Moreover, David Childs knows what he is talking about. The global managing partner of Clifford Chance presides over a London-based worldwide law firm - and his clients are looking anew at their relationship with London and Britain as an international financial centre.
Put bluntly, they are thinking of upping sticks and moving. The sudden changes to taxation of non-domiciled UK residents caused some disquiet; capital gains tax upheavals lifted that to real unease; and the latest proposals to taxation of companies' overseas earnings is threatening to turn chatter into change.
“The worry is people can move quite easily. Setting aside Northern Rock and financial regulatory issues, you have to remember that what made London international was its timezone. There are a number of factors for deciding on having a headquarters here and one of those is tax. We have known for a while that quality of life, transport and infrastructure have all been negatives. In the past we have not worried about tax systems being a disincentive. Now the real worry is that government may make tax a disincentive.”
Why is Mr Childs so concerned? Clifford Chance is the world's largest law firm, it was the first to break the £1 billion mark for annual turnover two years ago and if it wants to retain that pre-eminence and double turnover during the next decade, then it is Mr Childs's job to prepare for his clients' changing aspirations.
“We know that a number of UK multinationals are thinking of leaving the country - moving their headquarters out with their tax base,” he said. “Often they go hand in hand.”
Well, not quite, or at least not yet: so far only United Business Media, the publisher, and Shire, Britain's third-largest drugs company, have acted on their promise to move their tax domicile from the UK to the Republic of Ireland, but neither has moved its headquarters outside Britain. Other businesses, including Aberdeen Asset Management, the fund manager, and WPP, the world's second-largest media and advertising group, have said that they are considering moving their tax domicile outside the UK.
Moving headquarters overseas would be much more serious. Such a move would have a far greater effect on the jobs market and the wider economy, not to mention the country's corporate tax take.
******
EXERCISE TASK: Copy the excerpt on London as a financial center from "Moreover, David Childs" up to and including "chatter into change.". The listing that comes next is separate material, unrelated to the excerpt on London as a financial center.
******
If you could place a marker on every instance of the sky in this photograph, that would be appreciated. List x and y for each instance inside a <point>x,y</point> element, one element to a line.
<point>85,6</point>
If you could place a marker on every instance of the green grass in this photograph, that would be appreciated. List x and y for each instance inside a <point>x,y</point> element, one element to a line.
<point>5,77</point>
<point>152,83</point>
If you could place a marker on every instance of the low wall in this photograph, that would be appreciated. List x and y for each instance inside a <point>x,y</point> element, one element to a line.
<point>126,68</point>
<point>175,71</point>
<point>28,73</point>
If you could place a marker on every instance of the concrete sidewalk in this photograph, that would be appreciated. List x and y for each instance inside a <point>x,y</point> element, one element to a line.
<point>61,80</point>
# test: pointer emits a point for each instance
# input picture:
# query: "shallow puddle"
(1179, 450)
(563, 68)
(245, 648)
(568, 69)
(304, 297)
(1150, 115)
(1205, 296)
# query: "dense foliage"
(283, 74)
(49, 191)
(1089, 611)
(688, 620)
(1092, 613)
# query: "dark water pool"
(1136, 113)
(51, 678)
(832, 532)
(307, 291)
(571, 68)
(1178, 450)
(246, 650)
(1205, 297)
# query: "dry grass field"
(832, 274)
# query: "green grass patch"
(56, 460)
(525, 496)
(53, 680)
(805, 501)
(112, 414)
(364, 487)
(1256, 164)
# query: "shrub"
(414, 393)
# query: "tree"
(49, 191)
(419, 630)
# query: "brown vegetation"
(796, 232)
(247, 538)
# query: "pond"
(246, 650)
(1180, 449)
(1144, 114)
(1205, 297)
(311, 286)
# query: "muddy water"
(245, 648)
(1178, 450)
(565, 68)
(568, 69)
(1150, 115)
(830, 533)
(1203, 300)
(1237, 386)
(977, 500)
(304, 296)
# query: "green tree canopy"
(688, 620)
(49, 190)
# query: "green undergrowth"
******
ANSWER TO THIS EXERCISE:
Moreover, David Childs knows what he is talking about. The global managing partner of Clifford Chance presides over a London-based worldwide law firm - and his clients are looking anew at their relationship with London and Britain as an international financial centre.
Put bluntly, they are thinking of upping sticks and moving. The sudden changes to taxation of non-domiciled UK residents caused some disquiet; capital gains tax upheavals lifted that to real unease; and the latest proposals to taxation of companies' overseas earnings is threatening to turn chatter into change.